Labeled region records
---------------

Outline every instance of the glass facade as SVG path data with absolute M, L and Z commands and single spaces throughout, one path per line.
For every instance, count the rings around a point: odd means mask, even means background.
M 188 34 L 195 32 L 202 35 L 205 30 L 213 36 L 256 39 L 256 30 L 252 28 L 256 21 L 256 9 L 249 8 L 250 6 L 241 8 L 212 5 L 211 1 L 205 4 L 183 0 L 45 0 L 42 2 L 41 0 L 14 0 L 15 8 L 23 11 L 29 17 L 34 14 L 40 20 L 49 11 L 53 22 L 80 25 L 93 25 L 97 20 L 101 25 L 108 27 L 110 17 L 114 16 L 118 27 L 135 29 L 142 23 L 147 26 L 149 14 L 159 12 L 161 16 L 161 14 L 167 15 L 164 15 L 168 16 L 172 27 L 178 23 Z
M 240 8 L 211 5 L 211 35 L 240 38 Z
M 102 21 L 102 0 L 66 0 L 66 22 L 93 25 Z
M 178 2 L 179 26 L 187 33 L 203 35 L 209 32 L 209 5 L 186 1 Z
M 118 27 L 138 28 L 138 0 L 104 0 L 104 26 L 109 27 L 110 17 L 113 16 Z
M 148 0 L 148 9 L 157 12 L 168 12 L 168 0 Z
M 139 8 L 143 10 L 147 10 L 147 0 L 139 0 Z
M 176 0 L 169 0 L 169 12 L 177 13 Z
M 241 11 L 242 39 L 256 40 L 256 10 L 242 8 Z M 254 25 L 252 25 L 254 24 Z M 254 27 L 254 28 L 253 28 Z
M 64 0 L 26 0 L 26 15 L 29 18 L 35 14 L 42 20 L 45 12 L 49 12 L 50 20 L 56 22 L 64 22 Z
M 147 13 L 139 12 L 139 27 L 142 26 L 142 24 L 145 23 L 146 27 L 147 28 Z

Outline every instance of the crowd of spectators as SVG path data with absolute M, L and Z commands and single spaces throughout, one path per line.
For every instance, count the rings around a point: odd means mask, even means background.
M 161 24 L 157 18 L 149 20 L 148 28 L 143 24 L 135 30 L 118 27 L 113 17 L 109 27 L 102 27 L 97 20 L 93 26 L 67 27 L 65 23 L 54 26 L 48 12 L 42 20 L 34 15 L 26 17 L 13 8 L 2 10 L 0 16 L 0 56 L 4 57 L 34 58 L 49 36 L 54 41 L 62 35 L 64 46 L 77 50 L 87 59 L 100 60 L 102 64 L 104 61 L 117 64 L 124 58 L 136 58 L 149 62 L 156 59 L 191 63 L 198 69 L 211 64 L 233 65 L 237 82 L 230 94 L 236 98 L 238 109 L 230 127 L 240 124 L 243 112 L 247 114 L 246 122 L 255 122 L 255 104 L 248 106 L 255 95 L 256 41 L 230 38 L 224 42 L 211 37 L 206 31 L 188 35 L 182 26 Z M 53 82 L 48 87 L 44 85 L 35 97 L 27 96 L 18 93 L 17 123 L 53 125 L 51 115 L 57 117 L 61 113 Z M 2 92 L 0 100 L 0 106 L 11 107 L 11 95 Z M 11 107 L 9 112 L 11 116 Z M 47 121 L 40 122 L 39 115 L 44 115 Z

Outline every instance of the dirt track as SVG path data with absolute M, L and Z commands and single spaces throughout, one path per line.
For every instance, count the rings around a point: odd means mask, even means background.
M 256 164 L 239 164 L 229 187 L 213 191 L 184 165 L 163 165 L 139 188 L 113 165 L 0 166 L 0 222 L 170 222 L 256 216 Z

---------------

▶ _PROBLEM DESCRIPTION_
Transcribe all of the rows above verbatim, omitting nothing and changing nothing.

▶ _ANSWER IN FULL_
Outline every instance of the glass facade as SVG path data with absolute M, L and Z commands and single spaces throughout, one path per line.
For every instance, count the rings around a point: odd means mask, even means background.
M 188 34 L 195 32 L 202 35 L 205 30 L 213 36 L 256 39 L 256 30 L 252 28 L 256 21 L 256 9 L 249 8 L 250 6 L 241 8 L 212 5 L 211 1 L 205 4 L 183 0 L 45 0 L 42 2 L 41 0 L 14 0 L 15 8 L 23 11 L 29 17 L 34 14 L 40 20 L 49 11 L 53 22 L 80 25 L 93 25 L 97 20 L 101 25 L 108 27 L 110 17 L 114 16 L 118 27 L 135 29 L 142 23 L 147 26 L 149 14 L 159 12 L 161 16 L 161 14 L 167 15 L 164 15 L 168 16 L 172 27 L 178 23 Z
M 240 8 L 211 5 L 211 35 L 240 38 Z
M 102 21 L 102 0 L 66 0 L 66 22 L 93 25 Z
M 178 2 L 179 26 L 187 33 L 203 35 L 209 32 L 209 5 L 186 1 Z
M 118 27 L 138 28 L 138 0 L 104 0 L 104 26 L 109 27 L 110 17 L 113 16 Z
M 148 0 L 148 9 L 157 12 L 168 12 L 168 0 Z
M 139 8 L 143 10 L 147 10 L 147 0 L 139 0 Z
M 176 0 L 169 0 L 169 12 L 177 13 Z
M 241 11 L 242 39 L 256 40 L 256 10 L 242 8 Z M 254 25 L 252 25 L 254 24 Z M 254 27 L 254 28 L 253 28 Z
M 64 0 L 26 0 L 26 15 L 29 18 L 35 14 L 42 20 L 45 12 L 49 12 L 50 20 L 56 22 L 64 22 Z
M 147 13 L 139 12 L 139 27 L 142 26 L 142 24 L 145 23 L 146 27 L 147 28 Z

Outline every instance of the crowd of spectators as SVG path data with absolute M, L and Z commands and single spaces throughout, one path per line.
For every instance, count the rings around a point: odd means mask, even means background.
M 161 24 L 157 18 L 149 20 L 148 28 L 143 24 L 135 30 L 118 27 L 113 17 L 109 27 L 102 27 L 97 20 L 93 26 L 67 27 L 65 23 L 54 26 L 48 12 L 42 20 L 34 15 L 26 17 L 13 8 L 2 10 L 0 16 L 0 56 L 4 57 L 34 58 L 49 36 L 54 41 L 62 35 L 64 46 L 77 50 L 87 59 L 100 60 L 102 64 L 104 61 L 117 64 L 124 58 L 136 58 L 149 62 L 156 59 L 191 63 L 198 69 L 211 64 L 233 65 L 237 82 L 230 94 L 236 98 L 238 109 L 230 127 L 240 124 L 243 112 L 247 114 L 246 122 L 255 122 L 255 104 L 248 106 L 255 95 L 256 41 L 230 38 L 224 42 L 211 37 L 206 31 L 188 35 L 182 26 Z M 53 82 L 48 87 L 44 85 L 35 97 L 27 96 L 18 93 L 17 123 L 53 125 L 51 115 L 57 117 L 61 113 Z M 2 92 L 0 100 L 0 106 L 11 107 L 11 95 Z M 11 107 L 9 112 L 11 116 Z M 47 121 L 40 122 L 39 115 L 44 115 Z

Outline every instance of the dirt track as SVG path data with absolute M, L and Z commands and single spaces throughout, one path per line.
For every instance, count the rings around a point: odd means mask, even means background.
M 256 164 L 239 164 L 229 187 L 213 191 L 184 165 L 163 165 L 139 188 L 113 165 L 0 166 L 0 222 L 170 222 L 256 216 Z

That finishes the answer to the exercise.